▸ **What is required**
Nothing but a number should be given: the count of lines in the data that include the string "sign".

▸ **Source material**

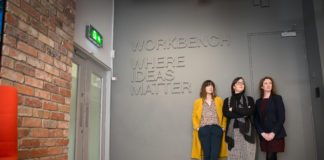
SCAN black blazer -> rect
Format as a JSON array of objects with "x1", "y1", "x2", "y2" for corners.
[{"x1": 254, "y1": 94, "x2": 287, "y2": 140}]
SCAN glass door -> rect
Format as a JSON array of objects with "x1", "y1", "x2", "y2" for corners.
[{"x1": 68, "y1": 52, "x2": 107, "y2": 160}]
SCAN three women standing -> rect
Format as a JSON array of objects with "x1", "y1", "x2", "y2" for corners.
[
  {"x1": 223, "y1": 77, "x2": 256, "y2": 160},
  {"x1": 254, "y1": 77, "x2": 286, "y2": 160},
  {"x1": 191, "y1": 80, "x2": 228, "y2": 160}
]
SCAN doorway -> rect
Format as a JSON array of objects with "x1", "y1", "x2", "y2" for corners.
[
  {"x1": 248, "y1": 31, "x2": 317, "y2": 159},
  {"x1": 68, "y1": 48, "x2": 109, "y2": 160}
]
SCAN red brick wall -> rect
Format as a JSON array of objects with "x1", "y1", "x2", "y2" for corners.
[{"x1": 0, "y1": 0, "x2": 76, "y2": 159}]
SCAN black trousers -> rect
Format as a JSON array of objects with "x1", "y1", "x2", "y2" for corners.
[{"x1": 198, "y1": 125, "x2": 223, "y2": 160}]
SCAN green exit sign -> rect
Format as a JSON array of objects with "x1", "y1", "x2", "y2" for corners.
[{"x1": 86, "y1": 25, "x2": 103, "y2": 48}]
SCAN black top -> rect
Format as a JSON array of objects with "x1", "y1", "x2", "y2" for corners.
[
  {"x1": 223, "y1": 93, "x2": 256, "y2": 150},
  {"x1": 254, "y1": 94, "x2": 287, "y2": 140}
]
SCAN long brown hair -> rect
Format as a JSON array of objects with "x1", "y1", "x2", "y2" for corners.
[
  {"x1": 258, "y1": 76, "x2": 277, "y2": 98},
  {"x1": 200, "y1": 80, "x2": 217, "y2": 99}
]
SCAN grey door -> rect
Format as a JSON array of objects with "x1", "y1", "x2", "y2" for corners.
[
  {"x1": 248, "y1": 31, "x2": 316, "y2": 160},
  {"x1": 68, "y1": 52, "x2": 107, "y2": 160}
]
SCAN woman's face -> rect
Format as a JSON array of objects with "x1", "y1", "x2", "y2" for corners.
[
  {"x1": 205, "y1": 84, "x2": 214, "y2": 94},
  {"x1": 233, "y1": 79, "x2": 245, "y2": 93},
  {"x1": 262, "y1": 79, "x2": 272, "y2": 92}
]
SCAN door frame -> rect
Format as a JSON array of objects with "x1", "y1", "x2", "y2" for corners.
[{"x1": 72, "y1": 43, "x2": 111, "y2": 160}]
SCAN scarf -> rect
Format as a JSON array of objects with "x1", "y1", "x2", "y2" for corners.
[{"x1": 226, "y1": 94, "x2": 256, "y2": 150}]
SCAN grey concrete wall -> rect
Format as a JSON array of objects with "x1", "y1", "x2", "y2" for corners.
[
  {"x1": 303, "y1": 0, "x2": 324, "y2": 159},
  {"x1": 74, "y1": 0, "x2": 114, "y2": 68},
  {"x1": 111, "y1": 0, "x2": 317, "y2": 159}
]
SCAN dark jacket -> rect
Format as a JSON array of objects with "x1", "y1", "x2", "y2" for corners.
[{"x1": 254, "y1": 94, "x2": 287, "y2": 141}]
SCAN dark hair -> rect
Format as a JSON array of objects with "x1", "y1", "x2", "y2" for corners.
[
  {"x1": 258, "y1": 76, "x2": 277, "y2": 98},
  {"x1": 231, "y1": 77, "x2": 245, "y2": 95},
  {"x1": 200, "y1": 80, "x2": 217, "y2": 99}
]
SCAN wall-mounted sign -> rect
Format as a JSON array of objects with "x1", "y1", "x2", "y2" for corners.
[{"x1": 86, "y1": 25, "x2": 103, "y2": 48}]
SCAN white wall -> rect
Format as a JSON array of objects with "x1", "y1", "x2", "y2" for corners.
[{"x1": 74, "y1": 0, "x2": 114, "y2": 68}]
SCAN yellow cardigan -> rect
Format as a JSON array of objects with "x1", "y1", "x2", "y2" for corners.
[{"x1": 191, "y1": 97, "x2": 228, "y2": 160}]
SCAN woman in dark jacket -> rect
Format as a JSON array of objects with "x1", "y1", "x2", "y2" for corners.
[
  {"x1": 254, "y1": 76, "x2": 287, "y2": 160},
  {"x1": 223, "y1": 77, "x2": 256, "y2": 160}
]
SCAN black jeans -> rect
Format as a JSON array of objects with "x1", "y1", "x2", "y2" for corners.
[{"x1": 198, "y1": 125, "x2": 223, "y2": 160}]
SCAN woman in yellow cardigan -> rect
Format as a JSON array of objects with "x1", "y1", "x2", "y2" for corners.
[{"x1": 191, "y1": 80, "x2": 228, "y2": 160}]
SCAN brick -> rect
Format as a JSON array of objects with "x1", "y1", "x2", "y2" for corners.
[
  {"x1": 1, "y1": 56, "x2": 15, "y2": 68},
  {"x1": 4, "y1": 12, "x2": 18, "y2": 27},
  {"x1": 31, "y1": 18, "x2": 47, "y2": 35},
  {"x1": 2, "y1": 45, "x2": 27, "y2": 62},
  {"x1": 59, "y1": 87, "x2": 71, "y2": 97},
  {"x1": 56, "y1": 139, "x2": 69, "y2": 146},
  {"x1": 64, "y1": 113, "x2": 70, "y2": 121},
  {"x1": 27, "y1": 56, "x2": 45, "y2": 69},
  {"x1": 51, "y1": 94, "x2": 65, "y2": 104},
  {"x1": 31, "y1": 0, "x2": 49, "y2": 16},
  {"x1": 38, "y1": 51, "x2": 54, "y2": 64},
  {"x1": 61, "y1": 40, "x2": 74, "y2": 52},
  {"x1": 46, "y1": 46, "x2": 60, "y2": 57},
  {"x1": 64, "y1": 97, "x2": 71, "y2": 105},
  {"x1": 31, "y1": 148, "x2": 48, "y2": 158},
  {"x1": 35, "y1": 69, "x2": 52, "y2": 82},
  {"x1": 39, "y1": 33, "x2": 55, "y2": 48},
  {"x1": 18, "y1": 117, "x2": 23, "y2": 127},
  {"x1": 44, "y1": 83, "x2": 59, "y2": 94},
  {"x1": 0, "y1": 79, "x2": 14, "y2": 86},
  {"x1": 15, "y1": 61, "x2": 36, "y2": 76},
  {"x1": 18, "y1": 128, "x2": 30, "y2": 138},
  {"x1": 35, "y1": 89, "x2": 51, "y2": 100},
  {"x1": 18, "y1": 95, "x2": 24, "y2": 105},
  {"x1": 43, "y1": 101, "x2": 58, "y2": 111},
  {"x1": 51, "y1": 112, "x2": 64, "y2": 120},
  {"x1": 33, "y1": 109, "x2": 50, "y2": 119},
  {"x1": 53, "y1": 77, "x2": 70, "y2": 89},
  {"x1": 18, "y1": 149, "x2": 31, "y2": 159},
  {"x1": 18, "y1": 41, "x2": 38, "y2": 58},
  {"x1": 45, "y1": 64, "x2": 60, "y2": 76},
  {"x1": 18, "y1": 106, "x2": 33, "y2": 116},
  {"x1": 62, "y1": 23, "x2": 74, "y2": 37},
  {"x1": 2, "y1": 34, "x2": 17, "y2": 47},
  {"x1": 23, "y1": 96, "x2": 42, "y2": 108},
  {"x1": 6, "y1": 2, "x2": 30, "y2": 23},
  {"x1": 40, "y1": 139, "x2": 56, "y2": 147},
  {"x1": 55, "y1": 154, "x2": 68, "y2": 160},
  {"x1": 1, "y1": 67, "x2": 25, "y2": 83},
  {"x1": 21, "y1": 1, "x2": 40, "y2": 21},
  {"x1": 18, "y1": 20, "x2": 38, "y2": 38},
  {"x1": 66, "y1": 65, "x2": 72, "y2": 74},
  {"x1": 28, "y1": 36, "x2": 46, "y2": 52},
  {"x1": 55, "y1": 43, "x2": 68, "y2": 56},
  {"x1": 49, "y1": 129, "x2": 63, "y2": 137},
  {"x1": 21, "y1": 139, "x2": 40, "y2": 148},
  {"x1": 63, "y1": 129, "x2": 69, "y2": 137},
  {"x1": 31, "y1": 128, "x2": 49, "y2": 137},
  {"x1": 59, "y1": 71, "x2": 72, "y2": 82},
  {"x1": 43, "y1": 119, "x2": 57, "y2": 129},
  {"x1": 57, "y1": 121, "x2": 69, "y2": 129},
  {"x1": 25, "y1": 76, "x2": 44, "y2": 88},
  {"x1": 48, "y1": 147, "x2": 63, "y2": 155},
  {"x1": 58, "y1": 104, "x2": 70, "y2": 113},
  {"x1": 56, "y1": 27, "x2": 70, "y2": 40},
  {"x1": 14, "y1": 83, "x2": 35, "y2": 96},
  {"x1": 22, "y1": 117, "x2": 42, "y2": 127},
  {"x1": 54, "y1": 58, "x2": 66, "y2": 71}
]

▸ **Output below**
2